Lines before the one containing "Localize peach colored" are left out; return that line and all lines after it, exactly, through the end of the records below.

(Stored data entries)

+---+

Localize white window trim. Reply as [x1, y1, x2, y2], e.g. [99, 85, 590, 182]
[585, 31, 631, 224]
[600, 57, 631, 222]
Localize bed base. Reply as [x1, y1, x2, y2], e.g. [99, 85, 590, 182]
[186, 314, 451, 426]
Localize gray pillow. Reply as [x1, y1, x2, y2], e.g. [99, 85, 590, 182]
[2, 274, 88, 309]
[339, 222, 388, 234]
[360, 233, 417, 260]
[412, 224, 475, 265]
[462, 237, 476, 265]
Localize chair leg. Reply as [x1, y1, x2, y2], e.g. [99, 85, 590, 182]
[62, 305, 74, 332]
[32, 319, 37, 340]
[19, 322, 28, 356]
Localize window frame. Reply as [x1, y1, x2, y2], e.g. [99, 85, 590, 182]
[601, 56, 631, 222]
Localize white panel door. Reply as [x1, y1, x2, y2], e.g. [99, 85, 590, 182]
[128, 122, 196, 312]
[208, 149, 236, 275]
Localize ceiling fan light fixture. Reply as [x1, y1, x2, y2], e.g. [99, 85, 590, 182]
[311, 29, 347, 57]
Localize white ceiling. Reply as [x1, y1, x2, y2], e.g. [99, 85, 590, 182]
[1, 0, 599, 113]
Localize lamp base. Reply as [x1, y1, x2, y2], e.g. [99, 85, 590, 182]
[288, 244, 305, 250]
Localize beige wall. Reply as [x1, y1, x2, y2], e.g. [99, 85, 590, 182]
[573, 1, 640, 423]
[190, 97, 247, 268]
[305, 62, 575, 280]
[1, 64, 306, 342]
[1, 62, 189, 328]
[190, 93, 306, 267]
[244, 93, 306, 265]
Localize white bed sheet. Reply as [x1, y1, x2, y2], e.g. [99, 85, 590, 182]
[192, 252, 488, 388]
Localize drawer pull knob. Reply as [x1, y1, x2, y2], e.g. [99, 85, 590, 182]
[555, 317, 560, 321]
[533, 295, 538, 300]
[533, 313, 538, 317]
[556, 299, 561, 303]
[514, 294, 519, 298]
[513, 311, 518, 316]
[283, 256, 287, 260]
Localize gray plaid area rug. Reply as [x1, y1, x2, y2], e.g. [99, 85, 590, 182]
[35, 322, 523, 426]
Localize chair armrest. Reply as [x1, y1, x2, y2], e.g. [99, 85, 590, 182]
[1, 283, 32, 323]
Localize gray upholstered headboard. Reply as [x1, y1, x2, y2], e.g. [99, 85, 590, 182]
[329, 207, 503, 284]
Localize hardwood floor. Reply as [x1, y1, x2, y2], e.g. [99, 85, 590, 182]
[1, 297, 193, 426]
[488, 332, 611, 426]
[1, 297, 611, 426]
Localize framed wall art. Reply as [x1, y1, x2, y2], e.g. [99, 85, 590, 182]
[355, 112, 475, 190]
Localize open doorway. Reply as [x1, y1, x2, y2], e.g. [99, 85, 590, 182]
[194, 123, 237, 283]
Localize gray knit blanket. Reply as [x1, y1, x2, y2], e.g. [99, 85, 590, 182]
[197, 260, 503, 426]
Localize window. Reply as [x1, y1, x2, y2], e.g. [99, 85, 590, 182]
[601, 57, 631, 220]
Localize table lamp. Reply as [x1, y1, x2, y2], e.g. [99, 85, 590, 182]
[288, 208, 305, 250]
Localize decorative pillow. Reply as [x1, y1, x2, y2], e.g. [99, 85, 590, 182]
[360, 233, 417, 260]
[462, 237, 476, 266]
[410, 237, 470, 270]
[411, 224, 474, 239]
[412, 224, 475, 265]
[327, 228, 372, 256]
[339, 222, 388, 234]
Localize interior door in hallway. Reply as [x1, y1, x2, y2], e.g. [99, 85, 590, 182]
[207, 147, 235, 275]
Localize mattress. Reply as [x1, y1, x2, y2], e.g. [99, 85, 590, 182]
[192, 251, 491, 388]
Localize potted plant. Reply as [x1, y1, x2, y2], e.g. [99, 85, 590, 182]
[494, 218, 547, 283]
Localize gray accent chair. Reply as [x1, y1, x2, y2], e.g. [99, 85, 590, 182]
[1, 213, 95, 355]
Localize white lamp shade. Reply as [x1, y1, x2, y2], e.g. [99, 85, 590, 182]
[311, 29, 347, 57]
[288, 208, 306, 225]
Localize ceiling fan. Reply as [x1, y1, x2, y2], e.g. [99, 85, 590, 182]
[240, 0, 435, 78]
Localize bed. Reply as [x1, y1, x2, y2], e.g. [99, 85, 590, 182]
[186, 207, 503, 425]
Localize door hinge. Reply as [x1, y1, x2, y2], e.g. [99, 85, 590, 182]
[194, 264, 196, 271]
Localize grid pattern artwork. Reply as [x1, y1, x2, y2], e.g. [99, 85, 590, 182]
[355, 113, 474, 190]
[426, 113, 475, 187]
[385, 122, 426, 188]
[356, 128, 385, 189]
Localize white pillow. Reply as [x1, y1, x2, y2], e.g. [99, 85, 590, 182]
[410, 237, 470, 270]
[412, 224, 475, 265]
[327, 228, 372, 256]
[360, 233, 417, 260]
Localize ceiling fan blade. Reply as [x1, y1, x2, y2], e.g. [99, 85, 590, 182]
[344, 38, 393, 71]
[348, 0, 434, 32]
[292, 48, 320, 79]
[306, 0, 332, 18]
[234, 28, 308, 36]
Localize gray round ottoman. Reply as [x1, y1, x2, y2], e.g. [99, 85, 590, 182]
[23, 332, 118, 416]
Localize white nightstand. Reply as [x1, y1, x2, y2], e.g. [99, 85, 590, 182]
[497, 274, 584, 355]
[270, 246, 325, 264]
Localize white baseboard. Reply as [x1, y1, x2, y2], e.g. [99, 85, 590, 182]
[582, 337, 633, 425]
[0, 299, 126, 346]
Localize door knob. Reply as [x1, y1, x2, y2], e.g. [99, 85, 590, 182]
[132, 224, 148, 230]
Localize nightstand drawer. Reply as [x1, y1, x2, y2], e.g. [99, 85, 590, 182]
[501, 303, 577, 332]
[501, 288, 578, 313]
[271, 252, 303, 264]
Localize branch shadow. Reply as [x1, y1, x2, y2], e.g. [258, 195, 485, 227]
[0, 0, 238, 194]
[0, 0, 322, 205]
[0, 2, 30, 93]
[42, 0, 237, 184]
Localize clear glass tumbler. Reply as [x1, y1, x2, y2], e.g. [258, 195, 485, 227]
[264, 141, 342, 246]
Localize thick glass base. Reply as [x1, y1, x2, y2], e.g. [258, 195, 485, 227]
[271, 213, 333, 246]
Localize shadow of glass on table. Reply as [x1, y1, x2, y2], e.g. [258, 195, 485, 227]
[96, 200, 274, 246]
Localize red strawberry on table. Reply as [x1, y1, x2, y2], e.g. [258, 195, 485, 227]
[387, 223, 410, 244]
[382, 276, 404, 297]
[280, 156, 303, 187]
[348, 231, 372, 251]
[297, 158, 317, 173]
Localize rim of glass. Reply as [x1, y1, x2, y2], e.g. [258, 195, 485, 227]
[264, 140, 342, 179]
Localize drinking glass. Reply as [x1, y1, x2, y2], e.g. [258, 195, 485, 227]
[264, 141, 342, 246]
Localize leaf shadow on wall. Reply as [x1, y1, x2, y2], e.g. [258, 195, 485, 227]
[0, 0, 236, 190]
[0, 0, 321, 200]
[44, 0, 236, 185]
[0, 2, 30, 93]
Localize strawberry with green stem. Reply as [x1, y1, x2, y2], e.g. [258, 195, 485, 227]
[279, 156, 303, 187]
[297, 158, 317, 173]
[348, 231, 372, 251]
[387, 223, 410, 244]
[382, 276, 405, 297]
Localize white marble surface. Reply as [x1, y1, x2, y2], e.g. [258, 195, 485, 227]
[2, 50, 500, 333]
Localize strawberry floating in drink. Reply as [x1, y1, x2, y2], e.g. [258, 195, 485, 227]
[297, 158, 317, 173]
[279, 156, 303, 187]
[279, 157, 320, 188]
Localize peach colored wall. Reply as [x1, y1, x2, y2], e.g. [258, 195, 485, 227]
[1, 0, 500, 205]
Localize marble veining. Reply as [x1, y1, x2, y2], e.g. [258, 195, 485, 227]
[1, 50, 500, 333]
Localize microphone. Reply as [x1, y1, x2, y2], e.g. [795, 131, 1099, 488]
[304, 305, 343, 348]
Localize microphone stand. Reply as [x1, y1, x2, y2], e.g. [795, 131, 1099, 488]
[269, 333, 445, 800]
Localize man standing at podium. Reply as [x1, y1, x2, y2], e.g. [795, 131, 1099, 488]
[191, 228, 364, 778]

+---+

● **TASK RESULT**:
Localize peach colored wall. Reply as [x1, y1, x2, y2], e.g. [258, 195, 485, 227]
[1, 0, 500, 205]
Localize marble veining. Reply as [x1, y1, x2, y2], e.g. [258, 195, 485, 227]
[1, 50, 500, 333]
Localize microphone. Reply as [x1, y1, x2, y2], e.g. [795, 131, 1099, 488]
[304, 305, 343, 348]
Localize microphone stand. Reply as [x1, y1, x2, y2], e.g. [795, 131, 1099, 488]
[269, 333, 445, 800]
Localize man standing at podium. Reply as [x1, y1, x2, y2], e.g. [795, 131, 1099, 488]
[191, 228, 364, 778]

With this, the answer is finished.